▸ **DIRECTIONS FOR THIS TASK**:
Count how many lines in the rows below contain the word "painted". Reply with that number alone.

··· DATASET EXCERPTS ···

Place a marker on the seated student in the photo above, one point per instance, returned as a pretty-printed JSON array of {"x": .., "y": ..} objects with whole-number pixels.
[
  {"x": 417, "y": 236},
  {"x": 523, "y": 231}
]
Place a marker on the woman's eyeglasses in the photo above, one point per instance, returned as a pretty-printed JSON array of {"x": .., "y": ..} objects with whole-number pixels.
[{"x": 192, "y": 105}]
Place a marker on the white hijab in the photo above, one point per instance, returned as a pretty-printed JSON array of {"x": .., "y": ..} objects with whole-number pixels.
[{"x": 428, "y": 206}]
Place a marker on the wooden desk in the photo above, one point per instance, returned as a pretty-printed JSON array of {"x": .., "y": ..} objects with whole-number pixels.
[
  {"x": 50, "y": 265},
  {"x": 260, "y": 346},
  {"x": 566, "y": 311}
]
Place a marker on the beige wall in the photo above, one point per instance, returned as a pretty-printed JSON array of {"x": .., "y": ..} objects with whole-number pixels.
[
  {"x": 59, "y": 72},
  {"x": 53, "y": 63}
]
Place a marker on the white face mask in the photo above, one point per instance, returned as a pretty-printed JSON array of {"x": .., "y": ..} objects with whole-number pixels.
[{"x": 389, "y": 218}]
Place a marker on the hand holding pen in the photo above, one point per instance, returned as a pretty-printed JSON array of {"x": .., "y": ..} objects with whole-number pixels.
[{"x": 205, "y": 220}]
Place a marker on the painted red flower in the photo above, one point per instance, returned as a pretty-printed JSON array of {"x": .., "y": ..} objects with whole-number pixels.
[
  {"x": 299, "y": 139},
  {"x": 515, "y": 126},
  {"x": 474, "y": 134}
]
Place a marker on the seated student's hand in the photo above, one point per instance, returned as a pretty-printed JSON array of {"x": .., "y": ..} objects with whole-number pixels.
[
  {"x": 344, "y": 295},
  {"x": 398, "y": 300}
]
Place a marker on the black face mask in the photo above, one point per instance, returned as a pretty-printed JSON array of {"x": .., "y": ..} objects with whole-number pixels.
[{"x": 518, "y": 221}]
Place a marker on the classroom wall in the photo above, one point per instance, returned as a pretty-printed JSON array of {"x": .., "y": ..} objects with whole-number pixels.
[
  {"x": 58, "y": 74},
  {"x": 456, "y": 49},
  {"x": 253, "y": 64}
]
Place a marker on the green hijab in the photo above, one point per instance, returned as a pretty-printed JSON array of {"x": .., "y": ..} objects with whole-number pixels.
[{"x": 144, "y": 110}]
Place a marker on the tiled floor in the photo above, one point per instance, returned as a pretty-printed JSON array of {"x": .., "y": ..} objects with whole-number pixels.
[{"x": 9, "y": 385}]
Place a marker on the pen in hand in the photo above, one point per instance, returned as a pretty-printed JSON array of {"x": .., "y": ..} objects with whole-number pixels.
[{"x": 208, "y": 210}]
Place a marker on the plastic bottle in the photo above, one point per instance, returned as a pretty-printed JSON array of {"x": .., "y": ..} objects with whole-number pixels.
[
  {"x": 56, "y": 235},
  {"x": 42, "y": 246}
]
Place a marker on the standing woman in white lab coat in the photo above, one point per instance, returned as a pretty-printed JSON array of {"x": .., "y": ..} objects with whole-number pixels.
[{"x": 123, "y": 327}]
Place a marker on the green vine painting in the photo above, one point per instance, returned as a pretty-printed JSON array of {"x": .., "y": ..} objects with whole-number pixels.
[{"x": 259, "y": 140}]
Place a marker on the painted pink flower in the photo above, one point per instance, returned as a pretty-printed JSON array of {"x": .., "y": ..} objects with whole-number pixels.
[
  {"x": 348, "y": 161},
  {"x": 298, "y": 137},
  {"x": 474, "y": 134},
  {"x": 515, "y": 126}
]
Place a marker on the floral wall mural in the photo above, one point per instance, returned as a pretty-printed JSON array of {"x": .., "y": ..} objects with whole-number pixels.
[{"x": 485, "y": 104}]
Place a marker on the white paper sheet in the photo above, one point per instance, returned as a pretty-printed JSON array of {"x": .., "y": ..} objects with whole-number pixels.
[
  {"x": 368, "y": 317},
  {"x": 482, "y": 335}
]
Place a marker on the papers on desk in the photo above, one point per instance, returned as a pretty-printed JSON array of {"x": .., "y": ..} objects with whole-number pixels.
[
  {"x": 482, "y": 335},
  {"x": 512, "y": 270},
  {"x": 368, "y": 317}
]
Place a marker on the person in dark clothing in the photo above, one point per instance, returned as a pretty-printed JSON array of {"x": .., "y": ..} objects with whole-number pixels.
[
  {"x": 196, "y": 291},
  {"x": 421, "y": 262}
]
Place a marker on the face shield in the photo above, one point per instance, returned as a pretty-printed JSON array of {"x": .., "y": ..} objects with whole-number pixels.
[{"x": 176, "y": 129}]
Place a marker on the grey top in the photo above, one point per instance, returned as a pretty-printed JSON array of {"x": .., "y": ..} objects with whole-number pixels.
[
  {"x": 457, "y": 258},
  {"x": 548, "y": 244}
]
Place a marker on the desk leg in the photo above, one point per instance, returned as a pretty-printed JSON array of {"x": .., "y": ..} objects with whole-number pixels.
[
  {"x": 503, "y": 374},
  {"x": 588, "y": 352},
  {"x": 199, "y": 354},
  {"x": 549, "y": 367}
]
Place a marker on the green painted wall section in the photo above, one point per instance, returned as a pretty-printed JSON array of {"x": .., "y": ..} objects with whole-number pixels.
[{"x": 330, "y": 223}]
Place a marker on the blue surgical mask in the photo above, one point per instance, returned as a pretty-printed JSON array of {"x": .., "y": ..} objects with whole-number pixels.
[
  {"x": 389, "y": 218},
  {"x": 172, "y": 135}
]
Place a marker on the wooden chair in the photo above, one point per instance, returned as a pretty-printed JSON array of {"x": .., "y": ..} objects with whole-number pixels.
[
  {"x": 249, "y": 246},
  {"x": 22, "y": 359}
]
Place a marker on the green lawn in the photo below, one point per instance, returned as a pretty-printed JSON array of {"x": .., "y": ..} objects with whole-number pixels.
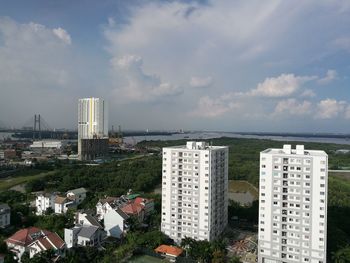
[
  {"x": 240, "y": 186},
  {"x": 9, "y": 182},
  {"x": 146, "y": 259}
]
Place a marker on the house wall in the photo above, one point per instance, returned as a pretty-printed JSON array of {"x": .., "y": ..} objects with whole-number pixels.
[
  {"x": 114, "y": 224},
  {"x": 5, "y": 220}
]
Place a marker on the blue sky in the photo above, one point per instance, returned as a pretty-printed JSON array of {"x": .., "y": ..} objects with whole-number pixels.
[{"x": 216, "y": 65}]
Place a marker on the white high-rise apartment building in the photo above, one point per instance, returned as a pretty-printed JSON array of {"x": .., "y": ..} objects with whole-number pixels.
[
  {"x": 92, "y": 128},
  {"x": 92, "y": 119},
  {"x": 293, "y": 205},
  {"x": 194, "y": 191}
]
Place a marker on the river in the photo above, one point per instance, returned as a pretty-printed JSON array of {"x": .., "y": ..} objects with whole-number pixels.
[{"x": 211, "y": 135}]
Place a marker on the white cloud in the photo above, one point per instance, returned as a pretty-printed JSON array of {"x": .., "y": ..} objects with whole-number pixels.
[
  {"x": 347, "y": 112},
  {"x": 212, "y": 108},
  {"x": 342, "y": 43},
  {"x": 293, "y": 107},
  {"x": 37, "y": 74},
  {"x": 135, "y": 85},
  {"x": 201, "y": 82},
  {"x": 281, "y": 86},
  {"x": 330, "y": 108},
  {"x": 63, "y": 35},
  {"x": 330, "y": 75},
  {"x": 308, "y": 93}
]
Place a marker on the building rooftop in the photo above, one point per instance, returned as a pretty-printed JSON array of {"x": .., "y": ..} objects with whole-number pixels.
[
  {"x": 61, "y": 200},
  {"x": 192, "y": 145},
  {"x": 27, "y": 236},
  {"x": 87, "y": 231},
  {"x": 299, "y": 150},
  {"x": 169, "y": 250},
  {"x": 4, "y": 209},
  {"x": 78, "y": 191}
]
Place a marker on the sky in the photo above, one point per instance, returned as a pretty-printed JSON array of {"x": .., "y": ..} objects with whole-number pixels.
[{"x": 223, "y": 65}]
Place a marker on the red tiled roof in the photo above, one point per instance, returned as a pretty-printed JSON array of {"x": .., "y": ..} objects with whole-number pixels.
[
  {"x": 55, "y": 240},
  {"x": 47, "y": 239},
  {"x": 108, "y": 199},
  {"x": 139, "y": 200},
  {"x": 132, "y": 209},
  {"x": 24, "y": 237},
  {"x": 169, "y": 250}
]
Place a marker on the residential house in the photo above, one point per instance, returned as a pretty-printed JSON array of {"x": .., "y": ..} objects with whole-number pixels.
[
  {"x": 35, "y": 240},
  {"x": 78, "y": 195},
  {"x": 107, "y": 204},
  {"x": 62, "y": 204},
  {"x": 59, "y": 204},
  {"x": 83, "y": 236},
  {"x": 45, "y": 201},
  {"x": 115, "y": 223},
  {"x": 169, "y": 252},
  {"x": 5, "y": 215},
  {"x": 139, "y": 208},
  {"x": 86, "y": 232}
]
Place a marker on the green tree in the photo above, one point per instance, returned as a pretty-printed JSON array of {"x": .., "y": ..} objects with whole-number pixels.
[{"x": 342, "y": 255}]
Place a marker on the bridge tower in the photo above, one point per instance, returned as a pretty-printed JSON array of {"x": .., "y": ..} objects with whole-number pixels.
[{"x": 37, "y": 126}]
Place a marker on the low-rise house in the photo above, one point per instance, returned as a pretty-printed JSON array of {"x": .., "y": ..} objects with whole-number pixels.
[
  {"x": 5, "y": 215},
  {"x": 35, "y": 240},
  {"x": 139, "y": 208},
  {"x": 77, "y": 195},
  {"x": 83, "y": 236},
  {"x": 86, "y": 232},
  {"x": 115, "y": 223},
  {"x": 104, "y": 205},
  {"x": 44, "y": 201},
  {"x": 132, "y": 205},
  {"x": 87, "y": 219},
  {"x": 62, "y": 204},
  {"x": 169, "y": 252},
  {"x": 59, "y": 204}
]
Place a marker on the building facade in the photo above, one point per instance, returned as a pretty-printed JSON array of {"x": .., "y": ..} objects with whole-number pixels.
[
  {"x": 293, "y": 205},
  {"x": 35, "y": 240},
  {"x": 92, "y": 128},
  {"x": 194, "y": 191}
]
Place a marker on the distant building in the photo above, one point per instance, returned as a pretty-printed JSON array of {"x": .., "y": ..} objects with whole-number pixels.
[
  {"x": 10, "y": 154},
  {"x": 5, "y": 215},
  {"x": 92, "y": 128},
  {"x": 194, "y": 191},
  {"x": 46, "y": 144},
  {"x": 293, "y": 205},
  {"x": 35, "y": 240}
]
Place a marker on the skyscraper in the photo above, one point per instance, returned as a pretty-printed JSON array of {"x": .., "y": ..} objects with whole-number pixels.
[
  {"x": 92, "y": 128},
  {"x": 194, "y": 191},
  {"x": 293, "y": 205}
]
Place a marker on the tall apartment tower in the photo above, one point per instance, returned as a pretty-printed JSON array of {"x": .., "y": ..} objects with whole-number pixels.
[
  {"x": 293, "y": 205},
  {"x": 194, "y": 191},
  {"x": 92, "y": 128}
]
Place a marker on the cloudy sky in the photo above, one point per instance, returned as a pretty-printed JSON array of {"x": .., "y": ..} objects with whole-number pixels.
[{"x": 230, "y": 65}]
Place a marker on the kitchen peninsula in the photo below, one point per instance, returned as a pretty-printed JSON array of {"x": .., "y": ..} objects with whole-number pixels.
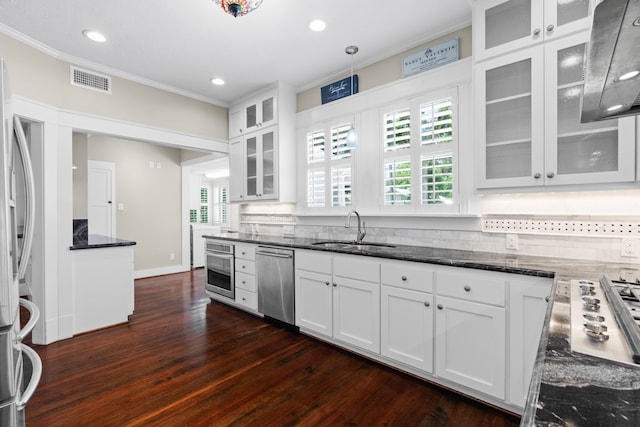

···

▸ **COMPLETED EXERCISE**:
3